> **Challenges**
1. Answer these questions using the accounting policies passage:
(a) Under which principles and whose requirements were the financial statements prepared?
(b) Where are the significant accounting policies more fully described?
(c) On what do the estimates rely?
2. Pick up the accounting policies passage after its final sentence and keep writing it.

> **Document passage**
* Begin *
Basis of Presentation


The financial statements contained herein have been prepared in accordance with
accounting principles generally accepted in the United States of America (the
"U.S. GAAP") and the requirements of the Securities and Exchange Commission.



Critical Accounting Policies and Significant Judgments and Estimates



This management's discussion and analysis of financial condition and results of
operations is based on our financial statements, which have been prepared in
accordance with U.S. GAAP. The preparation of these financial statements
requires us to make estimates and assumptions that affect the reported amounts
of assets and liabilities, disclosure of contingent assets and liabilities at
the date of the financial statements, and the reported amounts of revenue and
expenses during the reported period. In accordance with U.S. GAAP, we base our
estimates on historical experience and on various other assumptions we believe
to be reasonable under the circumstances. Actual results may differ from these
estimates if conditions differ from our assumptions. While our significant
accounting policies are more fully described in Note 1 in the "Notes to
condensed consolidated financial Statements", we believe the following
accounting policies are critical to the process of making significant judgments
and estimates in preparation of our financial statements.
* End *
> **Material supplied**
* Begin *
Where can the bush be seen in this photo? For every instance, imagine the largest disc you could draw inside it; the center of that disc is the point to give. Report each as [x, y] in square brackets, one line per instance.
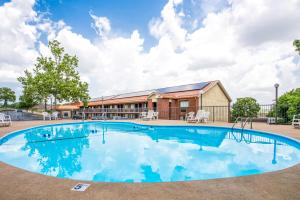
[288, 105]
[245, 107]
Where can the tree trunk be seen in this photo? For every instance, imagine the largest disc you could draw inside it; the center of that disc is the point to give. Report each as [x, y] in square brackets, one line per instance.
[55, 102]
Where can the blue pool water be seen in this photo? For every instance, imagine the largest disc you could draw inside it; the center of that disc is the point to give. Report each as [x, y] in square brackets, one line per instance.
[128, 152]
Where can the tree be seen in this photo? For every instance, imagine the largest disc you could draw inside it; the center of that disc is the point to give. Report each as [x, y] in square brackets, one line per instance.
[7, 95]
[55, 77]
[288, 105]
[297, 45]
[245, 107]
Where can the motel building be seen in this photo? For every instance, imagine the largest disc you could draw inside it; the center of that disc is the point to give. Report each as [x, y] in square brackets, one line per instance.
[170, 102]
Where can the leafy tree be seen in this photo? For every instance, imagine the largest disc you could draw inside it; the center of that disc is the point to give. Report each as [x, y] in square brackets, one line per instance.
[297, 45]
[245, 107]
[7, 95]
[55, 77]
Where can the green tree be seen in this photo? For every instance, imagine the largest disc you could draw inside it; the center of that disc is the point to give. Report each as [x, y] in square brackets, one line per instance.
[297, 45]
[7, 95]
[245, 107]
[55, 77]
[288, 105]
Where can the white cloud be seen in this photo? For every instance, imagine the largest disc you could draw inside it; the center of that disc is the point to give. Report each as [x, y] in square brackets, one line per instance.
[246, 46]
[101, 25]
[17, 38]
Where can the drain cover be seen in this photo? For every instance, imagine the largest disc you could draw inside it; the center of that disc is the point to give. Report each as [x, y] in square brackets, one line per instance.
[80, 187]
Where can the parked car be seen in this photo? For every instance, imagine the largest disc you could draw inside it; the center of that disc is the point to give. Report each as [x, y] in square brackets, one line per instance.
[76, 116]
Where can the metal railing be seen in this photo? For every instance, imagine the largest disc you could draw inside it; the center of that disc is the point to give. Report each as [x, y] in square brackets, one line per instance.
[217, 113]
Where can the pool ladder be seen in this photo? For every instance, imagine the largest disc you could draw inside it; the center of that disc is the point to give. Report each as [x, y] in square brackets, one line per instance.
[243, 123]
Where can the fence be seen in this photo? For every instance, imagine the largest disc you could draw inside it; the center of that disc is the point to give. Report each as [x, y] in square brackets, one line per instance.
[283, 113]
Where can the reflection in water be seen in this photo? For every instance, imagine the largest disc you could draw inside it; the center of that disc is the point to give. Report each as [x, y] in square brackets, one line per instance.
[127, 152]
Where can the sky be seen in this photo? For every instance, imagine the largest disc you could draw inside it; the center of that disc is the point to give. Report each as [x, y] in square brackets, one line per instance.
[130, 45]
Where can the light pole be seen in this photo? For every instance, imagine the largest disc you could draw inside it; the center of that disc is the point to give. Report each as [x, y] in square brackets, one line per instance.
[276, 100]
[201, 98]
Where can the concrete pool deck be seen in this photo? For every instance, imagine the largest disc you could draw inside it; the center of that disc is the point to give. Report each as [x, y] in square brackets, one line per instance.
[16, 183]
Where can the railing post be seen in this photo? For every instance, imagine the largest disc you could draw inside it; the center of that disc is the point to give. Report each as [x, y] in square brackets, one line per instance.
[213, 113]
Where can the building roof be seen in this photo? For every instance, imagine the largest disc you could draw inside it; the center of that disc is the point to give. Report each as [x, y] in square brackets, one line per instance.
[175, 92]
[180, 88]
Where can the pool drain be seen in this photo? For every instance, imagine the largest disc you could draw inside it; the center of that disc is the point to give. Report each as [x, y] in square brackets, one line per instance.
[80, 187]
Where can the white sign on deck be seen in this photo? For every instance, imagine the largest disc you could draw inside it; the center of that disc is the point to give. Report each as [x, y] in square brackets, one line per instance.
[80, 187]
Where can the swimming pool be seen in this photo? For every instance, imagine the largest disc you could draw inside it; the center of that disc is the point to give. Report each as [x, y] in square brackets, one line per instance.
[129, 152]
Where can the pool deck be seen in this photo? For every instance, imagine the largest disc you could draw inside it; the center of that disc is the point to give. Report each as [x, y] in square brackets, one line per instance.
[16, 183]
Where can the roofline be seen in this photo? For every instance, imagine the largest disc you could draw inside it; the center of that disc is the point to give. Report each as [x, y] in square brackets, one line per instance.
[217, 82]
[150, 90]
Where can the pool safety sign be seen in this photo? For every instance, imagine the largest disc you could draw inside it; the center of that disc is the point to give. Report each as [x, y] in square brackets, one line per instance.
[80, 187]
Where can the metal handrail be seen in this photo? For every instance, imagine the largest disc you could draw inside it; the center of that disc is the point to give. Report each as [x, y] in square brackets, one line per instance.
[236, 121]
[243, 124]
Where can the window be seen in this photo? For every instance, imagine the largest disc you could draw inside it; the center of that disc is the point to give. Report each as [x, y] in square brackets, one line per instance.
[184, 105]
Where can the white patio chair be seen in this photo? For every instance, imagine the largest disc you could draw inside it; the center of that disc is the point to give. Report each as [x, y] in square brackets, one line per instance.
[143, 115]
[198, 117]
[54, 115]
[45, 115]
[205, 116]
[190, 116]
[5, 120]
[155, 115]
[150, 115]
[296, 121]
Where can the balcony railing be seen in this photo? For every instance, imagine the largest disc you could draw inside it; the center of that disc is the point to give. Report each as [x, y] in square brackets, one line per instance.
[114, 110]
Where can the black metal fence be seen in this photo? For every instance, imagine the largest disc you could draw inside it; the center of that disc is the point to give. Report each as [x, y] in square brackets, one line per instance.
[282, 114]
* End *
* Begin *
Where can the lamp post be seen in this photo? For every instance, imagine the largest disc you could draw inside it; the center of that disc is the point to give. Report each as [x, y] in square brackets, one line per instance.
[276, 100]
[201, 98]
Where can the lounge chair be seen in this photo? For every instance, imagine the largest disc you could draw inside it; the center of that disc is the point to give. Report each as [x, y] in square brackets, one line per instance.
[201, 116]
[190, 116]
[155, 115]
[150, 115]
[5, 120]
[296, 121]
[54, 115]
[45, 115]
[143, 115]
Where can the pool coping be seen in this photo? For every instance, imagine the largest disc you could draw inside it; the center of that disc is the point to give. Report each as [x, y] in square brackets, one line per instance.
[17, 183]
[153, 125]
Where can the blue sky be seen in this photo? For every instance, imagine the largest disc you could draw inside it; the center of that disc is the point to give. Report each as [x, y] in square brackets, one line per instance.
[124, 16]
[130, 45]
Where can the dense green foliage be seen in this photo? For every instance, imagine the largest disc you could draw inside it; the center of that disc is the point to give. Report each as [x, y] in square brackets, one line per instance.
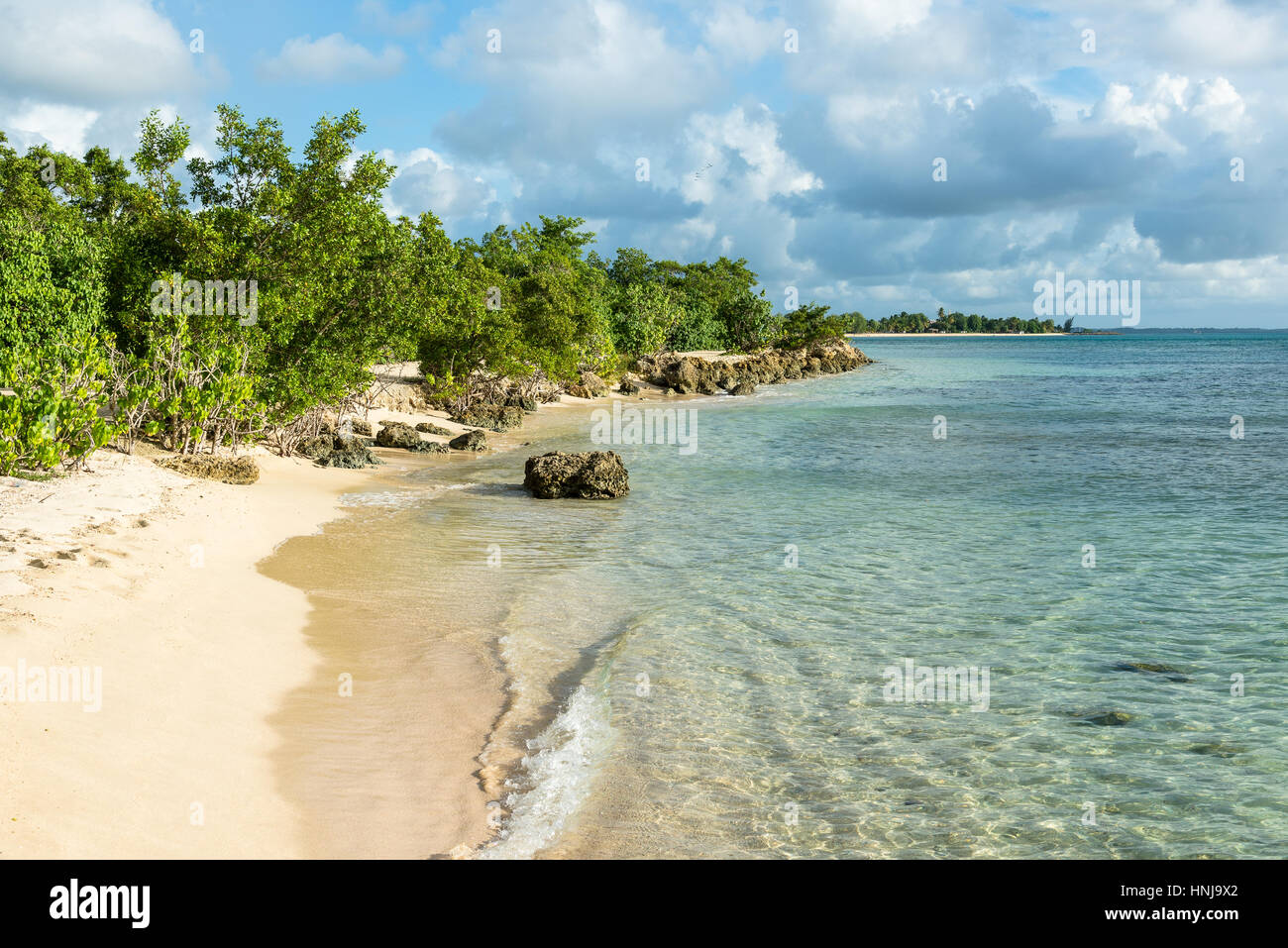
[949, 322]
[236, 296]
* End *
> **Answers to the exercise**
1.
(a) They were prepared under accounting principles generally accepted in the United States of America (U.S. GAAP) and the requirements of the Securities and Exchange Commission.
(b) They are described in Note 1 in the "Notes to condensed consolidated financial Statements".
(c) They rely on historical experience and on various other assumptions believed to be reasonable under the circumstances.

2.
 Use of estimates



The preparation of the financial statements in conformity with accounting
principles generally accepted in the U.S. requires management to make estimates
and assumptions that affect the reported amounts of assets, liabilities,
revenues, expenses, and the related disclosures at the date of the financial
statements and during the reporting period. Actual results could materially
differ from these estimates. Significant estimates include the useful life of
property and equipment, assumptions used in assessing impairment of long-term
assets, the valuation of deferred tax assets, the estimate of the fair value
lease liability and related right of use asset, and the fair value of non-cash
equity transactions.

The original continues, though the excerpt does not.